[Opening INPUT DATA section]

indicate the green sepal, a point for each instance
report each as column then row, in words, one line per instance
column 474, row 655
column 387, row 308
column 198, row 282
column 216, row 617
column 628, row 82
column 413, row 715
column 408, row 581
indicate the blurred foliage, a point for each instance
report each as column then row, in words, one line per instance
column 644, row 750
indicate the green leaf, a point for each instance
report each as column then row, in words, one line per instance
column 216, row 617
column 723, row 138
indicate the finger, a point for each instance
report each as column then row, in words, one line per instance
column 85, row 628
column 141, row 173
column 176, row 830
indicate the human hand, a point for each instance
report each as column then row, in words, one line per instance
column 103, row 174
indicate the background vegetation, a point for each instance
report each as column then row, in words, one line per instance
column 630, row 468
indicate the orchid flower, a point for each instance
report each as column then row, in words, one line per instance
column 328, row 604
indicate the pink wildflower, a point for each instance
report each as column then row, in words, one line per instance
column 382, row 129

[Closing INPUT DATA section]

EXERCISE BRIEF: What is needed is each line from the records with the word "point" in it.

SOLUTION:
indicate the green sepal, a point for each instance
indicate the blurred foliage, a point for each instance
indicate the green leaf, a point for each instance
indicate the finger, a point for each instance
indicate the human hand, a point for each instance
indicate the background vegetation, a point for each instance
indicate the orchid flower, a point for each instance
indicate the pink wildflower, a point for each instance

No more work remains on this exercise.